Take the lines below beginning at the line that has "Target: toilet bowl" and stopping after the line that has "Target: white pedestal sink", and print them exactly as they are, with no other lines.

BEGIN

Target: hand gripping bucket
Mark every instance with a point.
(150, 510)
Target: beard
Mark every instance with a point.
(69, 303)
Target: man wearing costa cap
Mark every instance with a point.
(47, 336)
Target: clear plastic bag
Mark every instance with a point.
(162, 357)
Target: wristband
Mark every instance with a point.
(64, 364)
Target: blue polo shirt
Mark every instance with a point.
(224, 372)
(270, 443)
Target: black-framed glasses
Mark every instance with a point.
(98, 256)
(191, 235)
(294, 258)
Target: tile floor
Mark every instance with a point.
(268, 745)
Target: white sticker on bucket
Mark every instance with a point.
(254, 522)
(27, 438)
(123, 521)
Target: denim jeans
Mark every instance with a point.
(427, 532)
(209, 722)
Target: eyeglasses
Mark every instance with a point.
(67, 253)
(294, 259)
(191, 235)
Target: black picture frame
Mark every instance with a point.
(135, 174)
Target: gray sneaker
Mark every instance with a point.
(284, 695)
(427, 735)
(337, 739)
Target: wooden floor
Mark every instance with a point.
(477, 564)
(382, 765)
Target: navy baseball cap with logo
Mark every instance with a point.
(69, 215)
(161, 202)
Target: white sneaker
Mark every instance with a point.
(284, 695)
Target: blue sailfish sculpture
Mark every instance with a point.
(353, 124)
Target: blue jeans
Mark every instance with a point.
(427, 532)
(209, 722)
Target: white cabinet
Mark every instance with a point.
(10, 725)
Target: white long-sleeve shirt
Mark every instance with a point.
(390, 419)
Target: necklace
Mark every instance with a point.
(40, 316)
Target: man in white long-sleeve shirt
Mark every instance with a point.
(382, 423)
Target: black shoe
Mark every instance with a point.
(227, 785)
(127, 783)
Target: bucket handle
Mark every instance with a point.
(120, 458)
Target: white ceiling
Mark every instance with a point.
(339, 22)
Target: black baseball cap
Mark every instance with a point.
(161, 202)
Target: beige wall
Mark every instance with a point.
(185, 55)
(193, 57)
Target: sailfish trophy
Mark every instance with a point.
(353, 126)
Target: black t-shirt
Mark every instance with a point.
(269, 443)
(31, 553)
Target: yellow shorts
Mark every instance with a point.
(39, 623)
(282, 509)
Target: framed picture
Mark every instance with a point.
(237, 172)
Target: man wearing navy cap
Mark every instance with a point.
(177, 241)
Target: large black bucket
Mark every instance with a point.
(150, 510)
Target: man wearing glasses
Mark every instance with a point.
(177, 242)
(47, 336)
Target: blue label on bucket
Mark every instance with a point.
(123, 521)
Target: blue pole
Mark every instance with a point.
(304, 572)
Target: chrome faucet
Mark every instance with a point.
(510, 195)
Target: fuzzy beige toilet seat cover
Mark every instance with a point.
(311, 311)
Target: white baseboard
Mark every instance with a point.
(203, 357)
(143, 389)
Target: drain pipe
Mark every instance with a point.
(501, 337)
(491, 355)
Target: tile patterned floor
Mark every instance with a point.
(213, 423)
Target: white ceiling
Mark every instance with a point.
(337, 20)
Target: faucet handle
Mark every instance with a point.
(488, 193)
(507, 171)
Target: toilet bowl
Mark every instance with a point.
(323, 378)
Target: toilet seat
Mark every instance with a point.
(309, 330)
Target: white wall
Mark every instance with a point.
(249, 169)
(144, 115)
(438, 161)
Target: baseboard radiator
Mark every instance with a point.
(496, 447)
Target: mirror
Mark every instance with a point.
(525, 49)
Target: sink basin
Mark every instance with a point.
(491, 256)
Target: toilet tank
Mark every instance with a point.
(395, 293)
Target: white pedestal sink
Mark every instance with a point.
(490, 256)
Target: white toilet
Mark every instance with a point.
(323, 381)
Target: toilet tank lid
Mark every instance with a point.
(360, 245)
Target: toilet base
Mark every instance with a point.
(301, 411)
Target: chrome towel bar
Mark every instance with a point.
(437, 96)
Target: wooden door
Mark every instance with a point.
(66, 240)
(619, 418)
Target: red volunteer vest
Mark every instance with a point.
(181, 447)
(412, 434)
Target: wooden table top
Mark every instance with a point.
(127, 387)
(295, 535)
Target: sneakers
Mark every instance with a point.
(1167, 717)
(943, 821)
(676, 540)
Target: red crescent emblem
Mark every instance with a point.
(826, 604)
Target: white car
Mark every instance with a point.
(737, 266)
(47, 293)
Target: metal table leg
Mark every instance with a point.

END

• Task solution:
Target: toilet bowl
Mark every instance with a point.
(323, 378)
Target: toilet seat
Mark every instance with a point.
(309, 330)
Target: white wall
Mark every instance with a point.
(249, 169)
(144, 115)
(438, 161)
Target: baseboard radiator
Mark every instance with a point.
(496, 447)
Target: mirror
Mark every instance with a point.
(525, 49)
Target: sink basin
Mark every instance with a point.
(491, 256)
Target: toilet tank
Mark every instance with a point.
(395, 293)
Target: white pedestal sink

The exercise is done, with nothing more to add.